China is steadily moving towards playing a major role in the global economy. Changes to its economic policy, starting in the late 1970’s, initiated a shift away from isolationism. According to the World Bank, this has brought about “the fastest sustained expansion by a major economy in history—and has lifted more than 800 million people out of poverty.” Although it still has a long way to go, China’s momentum continues. This explosive economic growth and change in attitude regarding participation in the global economy have influenced other areas of Chinese life, including the work of Chinese scientists. A recent report by Springer’s Nature Index states, “over 50% of China’s high-quality research involves international co-authors.” Since 2012, China’s contribution of articles to the Nature Index has increased, with a notable increase in articles having international co-authors.
Scientific Research Increasingly International
Nature Index China reviewed Clarivate Analytics’ Web of Science’s database, which examines data beyond the 68 journals tracked by the index: China’s articles with international co-authors comprise less than 25% of their total contributions. However, this is attributable to the high rate of overall growth in articles by Chinese scientists, rather than a lack of investment in international collaboration.
In fact, there are several government programs helping to fund and encourage Chinese scientists to go beyond their country’s borders: Framework Programme 7, Horizon 2020, Thousand Talent Program, and World-Class 2.0.
- Framework Programme 7 – Run by the European Union (EU) from 2007 to 2013. China was the third largest international partner country: 383 Chinese organizations participating in 274 collaborative research projects accumulating €35 million of funding from the EU
- Horizon 2020 – More than €100 million from the EU’s Horizon 2020 program will be matched yearly by at least 200 million yuan from Chinese programs, for collaborations between European and Chinese participants
- Thousand Talent Program – Run by the Central Origination Department of the Communist Party, its goal is for Chinese-born scientists to return to China with their international connections intact
- World-Class 2.0 – A Chinese government initiative that provides funding to universities for the purpose of international collaboration and raising the status of Chinese universities.
In addition to those specific initiatives, Chinese science and technology agencies have departments devoted to promoting collaboration. The three major agencies are the Ministry of Science and Technology, the National Natural Science Foundation, and the Chinese Academy of Sciences. The Minister of Health, the President of the Chinese Academy of Medical Sciences, and the Presidents and Directors of universities and hospitals have also encouraged collaboration.

::::

To do
Copy the passage on China's international research exactly, between "China is steadily" and "having international co-authors.", inclusive.

::::

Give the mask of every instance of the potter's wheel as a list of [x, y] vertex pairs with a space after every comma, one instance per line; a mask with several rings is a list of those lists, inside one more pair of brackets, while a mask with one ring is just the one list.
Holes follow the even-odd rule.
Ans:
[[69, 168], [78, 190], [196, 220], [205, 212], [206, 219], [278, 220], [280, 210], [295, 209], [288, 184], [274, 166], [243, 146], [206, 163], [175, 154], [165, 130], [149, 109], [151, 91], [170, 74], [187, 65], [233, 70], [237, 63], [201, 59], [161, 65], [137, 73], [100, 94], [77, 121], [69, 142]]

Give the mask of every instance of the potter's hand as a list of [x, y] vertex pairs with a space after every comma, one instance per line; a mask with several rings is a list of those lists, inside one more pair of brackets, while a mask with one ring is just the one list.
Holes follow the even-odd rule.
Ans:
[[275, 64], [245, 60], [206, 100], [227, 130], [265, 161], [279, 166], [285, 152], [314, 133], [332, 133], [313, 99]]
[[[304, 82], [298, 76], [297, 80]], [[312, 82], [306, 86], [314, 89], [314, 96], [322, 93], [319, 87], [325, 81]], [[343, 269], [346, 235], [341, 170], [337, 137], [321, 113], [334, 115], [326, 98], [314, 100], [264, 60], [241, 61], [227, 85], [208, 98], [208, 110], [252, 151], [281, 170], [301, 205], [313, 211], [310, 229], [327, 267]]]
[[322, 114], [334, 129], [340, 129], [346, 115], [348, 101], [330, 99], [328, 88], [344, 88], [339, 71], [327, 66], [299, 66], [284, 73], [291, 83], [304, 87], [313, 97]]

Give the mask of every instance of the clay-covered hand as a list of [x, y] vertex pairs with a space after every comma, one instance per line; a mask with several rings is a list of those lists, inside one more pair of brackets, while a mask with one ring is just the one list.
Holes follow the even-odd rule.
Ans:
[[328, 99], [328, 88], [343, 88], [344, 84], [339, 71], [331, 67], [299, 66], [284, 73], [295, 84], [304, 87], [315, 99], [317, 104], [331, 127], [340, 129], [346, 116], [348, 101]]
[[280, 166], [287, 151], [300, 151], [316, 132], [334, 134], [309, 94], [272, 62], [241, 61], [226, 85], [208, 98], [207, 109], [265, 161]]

::::

Exercise response
China is steadily moving towards playing a major role in the global economy. Changes to its economic policy, starting in the late 1970’s, initiated a shift away from isolationism. According to the World Bank, this has brought about “the fastest sustained expansion by a major economy in history—and has lifted more than 800 million people out of poverty.” Although it still has a long way to go, China’s momentum continues. This explosive economic growth and change in attitude regarding participation in the global economy have influenced other areas of Chinese life, including the work of Chinese scientists. A recent report by Springer’s Nature Index states, “over 50% of China’s high-quality research involves international co-authors.” Since 2012, China’s contribution of articles to the Nature Index has increased, with a notable increase in articles having international co-authors.